[Entries on finding named things]
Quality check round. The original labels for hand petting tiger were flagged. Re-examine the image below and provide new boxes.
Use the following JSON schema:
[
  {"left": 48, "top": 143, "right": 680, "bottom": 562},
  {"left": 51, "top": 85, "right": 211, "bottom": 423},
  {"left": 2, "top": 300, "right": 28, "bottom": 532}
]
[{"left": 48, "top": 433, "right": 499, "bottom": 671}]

==

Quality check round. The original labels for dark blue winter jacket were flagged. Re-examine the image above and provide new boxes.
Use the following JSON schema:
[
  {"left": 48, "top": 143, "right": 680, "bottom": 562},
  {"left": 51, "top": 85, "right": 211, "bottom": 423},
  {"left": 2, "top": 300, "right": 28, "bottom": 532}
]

* * *

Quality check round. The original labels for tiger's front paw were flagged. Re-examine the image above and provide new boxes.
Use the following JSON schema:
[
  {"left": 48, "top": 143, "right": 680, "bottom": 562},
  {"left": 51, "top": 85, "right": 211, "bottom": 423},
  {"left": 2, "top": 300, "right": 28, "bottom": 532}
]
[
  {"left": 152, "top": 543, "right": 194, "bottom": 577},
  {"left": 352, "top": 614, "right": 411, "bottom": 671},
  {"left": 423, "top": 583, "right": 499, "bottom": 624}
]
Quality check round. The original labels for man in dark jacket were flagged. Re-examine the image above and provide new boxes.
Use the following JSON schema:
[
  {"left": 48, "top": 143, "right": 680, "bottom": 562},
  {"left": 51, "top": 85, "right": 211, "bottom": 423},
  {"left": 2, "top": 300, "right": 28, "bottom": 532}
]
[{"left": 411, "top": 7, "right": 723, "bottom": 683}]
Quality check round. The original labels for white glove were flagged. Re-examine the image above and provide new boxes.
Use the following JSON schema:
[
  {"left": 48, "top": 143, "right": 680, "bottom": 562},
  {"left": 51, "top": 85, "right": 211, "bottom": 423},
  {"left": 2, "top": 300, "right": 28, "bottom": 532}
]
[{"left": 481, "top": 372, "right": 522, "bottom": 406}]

# REQUIREMENTS
Gather every line of the records above that contains the string "tiger". Case counts.

# WRITTEN REPLY
Quality check round. The original labels for hand petting tiger were flagged. Re-examine the image below and provide new boxes.
Quality check round. The original labels for tiger's front paw were flagged. Re-examine the image above and provide new boxes.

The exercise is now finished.